To do: Go through the listing and transcribe each line exactly.

Records:
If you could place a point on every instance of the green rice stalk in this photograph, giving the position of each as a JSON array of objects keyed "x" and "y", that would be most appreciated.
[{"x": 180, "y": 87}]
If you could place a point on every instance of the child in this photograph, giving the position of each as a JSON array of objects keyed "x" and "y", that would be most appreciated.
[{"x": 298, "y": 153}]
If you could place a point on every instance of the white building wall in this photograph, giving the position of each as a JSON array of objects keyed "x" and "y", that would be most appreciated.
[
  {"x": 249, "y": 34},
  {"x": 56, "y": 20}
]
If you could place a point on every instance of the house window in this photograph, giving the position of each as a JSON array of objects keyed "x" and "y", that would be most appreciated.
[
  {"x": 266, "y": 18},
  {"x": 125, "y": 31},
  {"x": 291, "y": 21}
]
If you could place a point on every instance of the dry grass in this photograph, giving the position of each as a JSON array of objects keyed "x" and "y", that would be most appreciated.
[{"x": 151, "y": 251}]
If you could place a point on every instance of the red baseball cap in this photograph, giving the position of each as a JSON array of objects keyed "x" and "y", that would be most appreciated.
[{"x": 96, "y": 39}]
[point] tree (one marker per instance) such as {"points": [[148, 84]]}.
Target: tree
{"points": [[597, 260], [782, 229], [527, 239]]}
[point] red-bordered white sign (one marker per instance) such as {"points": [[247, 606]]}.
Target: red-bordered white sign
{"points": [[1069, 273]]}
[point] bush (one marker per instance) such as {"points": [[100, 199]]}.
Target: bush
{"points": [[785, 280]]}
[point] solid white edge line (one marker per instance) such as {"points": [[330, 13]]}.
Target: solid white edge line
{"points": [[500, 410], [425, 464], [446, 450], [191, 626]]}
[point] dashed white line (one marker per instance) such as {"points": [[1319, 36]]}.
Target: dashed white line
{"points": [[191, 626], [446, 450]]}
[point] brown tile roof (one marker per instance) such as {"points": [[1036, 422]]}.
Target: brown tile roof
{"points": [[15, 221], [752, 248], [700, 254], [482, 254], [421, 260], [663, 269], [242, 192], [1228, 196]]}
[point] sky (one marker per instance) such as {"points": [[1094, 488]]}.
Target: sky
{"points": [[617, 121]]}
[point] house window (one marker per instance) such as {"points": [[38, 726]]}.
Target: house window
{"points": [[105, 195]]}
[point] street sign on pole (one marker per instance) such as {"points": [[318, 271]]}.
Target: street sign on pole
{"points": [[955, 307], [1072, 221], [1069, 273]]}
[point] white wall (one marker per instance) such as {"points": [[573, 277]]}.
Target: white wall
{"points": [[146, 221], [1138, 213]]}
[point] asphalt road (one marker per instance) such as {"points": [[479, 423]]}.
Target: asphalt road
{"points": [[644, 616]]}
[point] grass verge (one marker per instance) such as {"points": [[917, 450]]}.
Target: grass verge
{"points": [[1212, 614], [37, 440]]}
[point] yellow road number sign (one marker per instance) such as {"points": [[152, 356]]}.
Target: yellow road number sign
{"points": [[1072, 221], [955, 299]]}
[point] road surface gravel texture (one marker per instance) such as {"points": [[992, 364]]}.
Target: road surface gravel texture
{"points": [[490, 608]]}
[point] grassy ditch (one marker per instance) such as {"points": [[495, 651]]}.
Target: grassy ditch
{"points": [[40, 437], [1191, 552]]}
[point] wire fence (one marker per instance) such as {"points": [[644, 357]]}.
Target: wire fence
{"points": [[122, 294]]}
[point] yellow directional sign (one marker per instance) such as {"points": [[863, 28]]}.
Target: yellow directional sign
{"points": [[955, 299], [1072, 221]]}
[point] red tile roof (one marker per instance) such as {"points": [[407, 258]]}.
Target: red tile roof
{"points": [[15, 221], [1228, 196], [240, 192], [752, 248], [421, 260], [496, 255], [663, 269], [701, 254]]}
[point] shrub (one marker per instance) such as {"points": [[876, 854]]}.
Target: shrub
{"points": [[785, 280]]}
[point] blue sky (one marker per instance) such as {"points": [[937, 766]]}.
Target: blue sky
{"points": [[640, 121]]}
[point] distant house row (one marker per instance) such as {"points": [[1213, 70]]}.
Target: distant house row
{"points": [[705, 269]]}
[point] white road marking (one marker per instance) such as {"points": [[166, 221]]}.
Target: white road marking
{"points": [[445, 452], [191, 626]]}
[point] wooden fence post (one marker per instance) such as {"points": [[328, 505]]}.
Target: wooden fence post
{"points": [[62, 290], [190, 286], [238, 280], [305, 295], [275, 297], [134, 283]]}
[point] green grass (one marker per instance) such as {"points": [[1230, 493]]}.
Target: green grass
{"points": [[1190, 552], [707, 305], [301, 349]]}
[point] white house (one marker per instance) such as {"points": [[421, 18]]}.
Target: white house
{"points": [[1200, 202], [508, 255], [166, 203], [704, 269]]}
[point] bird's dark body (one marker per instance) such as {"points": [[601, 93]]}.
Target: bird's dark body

Output for this exercise:
If you could place a point on every instance of the green rice stalk in this photograph, giving the position of each as a JSON array of objects keyed "x" and "y", that would be most appreciated.
[{"x": 180, "y": 87}]
If you could place a point on every instance of the child in this photograph, giving the position of each as a JSON array of objects keyed "x" and "y", that would be most appreciated.
[{"x": 298, "y": 153}]
If you could place a point on every instance of the white building wall in this photograph, giving the position of each as a JSON array of objects keyed "x" and "y", that would be most appreciated.
[
  {"x": 249, "y": 34},
  {"x": 56, "y": 20}
]
If you could place a point on every instance of the house window in this photograph, giving the position of each as a JSON array of objects keyed "x" and "y", that would be most appreciated.
[
  {"x": 266, "y": 18},
  {"x": 125, "y": 31},
  {"x": 291, "y": 21}
]
If you could place a point on every instance of the dry grass in this photograph, giving the position of each as a JSON array of objects keyed "x" and "y", that would be most appreciated.
[{"x": 151, "y": 251}]
If you could place a point on every instance of the red baseball cap in this photograph, giving the position of each as a JSON array of objects keyed "x" and "y", that would be most appreciated.
[{"x": 96, "y": 39}]
[point] tree (one marker per instance) such as {"points": [[148, 84]]}.
Target: tree
{"points": [[597, 260], [782, 229], [527, 239]]}
[point] red-bordered white sign (one marker per instance) such as {"points": [[247, 606]]}.
Target: red-bordered white sign
{"points": [[1069, 273]]}
[point] bush (one marker per instance) such as {"points": [[100, 199]]}.
Target: bush
{"points": [[785, 280]]}
[point] solid white edge line (one marker per instance) such as {"points": [[330, 13]]}.
Target: solid white edge line
{"points": [[500, 410], [425, 464], [446, 450], [191, 626]]}
[point] dashed white line (one marker per instance) such as {"points": [[1319, 36]]}.
Target: dashed white line
{"points": [[191, 626], [446, 450]]}
[point] brown tile roof (one marker per instance) such as {"points": [[1036, 422]]}.
Target: brown tile roof
{"points": [[15, 221], [752, 248], [700, 254], [482, 254], [421, 260], [663, 269], [242, 192], [1228, 196]]}
[point] sky (one marker per instance) such as {"points": [[1094, 488]]}.
Target: sky
{"points": [[617, 121]]}
[point] house window (one marker per instance) such as {"points": [[38, 726]]}.
Target: house window
{"points": [[105, 195]]}
[point] street sign on pole (one marker per instance) such as {"points": [[318, 271]]}.
Target: street sign on pole
{"points": [[955, 307], [1072, 221], [1069, 273]]}
[point] white wall (one marker per instance) such as {"points": [[573, 277]]}.
Target: white wall
{"points": [[146, 221], [1138, 213]]}
[point] asphalt road (one marker per instance) such as {"points": [[479, 423]]}.
Target: asphalt road
{"points": [[644, 616]]}
[point] grass verge (one marker per instance) such as {"points": [[917, 450]]}.
Target: grass verge
{"points": [[1212, 614], [37, 440]]}
[point] yellow road number sign (one marker per instance) such as {"points": [[152, 356]]}.
Target: yellow road number sign
{"points": [[1072, 221], [955, 299]]}
[point] road surface gravel texture (one marker per instance) such as {"points": [[992, 364]]}.
Target: road surface gravel texture
{"points": [[490, 608]]}
[point] grassy ditch (one marker per instance) such as {"points": [[495, 651]]}.
Target: grassy ditch
{"points": [[40, 437], [1191, 552]]}
[point] wire fence (one marker per instance) such as {"points": [[644, 357]]}.
Target: wire fence
{"points": [[122, 294]]}
[point] yellow directional sign (one marker per instance) such as {"points": [[863, 28]]}.
Target: yellow directional sign
{"points": [[955, 299], [1072, 221]]}
[point] red tile roof (one marker per instance) such as {"points": [[407, 258]]}.
Target: red tile roof
{"points": [[15, 221], [1228, 196], [240, 192], [752, 248], [421, 260], [496, 255], [663, 269], [701, 254]]}
[point] shrub (one marker per instance) such as {"points": [[876, 854]]}.
Target: shrub
{"points": [[785, 280]]}
[point] blue sky (one marker per instance) such as {"points": [[937, 766]]}.
Target: blue sky
{"points": [[640, 121]]}
[point] distant house row (one marker per instance) such as {"points": [[1213, 70]]}.
Target: distant house row
{"points": [[705, 269]]}
[point] white road marking (one marker per instance) such as {"points": [[166, 221]]}.
Target: white road marking
{"points": [[445, 452], [191, 626]]}
[point] wooden fence post (one marker per instance) such as {"points": [[328, 505]]}.
Target: wooden fence post
{"points": [[62, 290], [190, 286], [238, 280], [305, 295], [275, 297], [134, 283]]}
[point] green grass (one marker per instance) such as {"points": [[1230, 493]]}.
Target: green grass
{"points": [[1190, 552], [707, 305], [301, 349]]}
[point] white house (one marker per instance) such as {"points": [[421, 18]]}.
Target: white house
{"points": [[1200, 202], [508, 255], [166, 203], [704, 269]]}
[point] bird's dark body (one marker per instance) such as {"points": [[601, 93]]}.
Target: bird's dark body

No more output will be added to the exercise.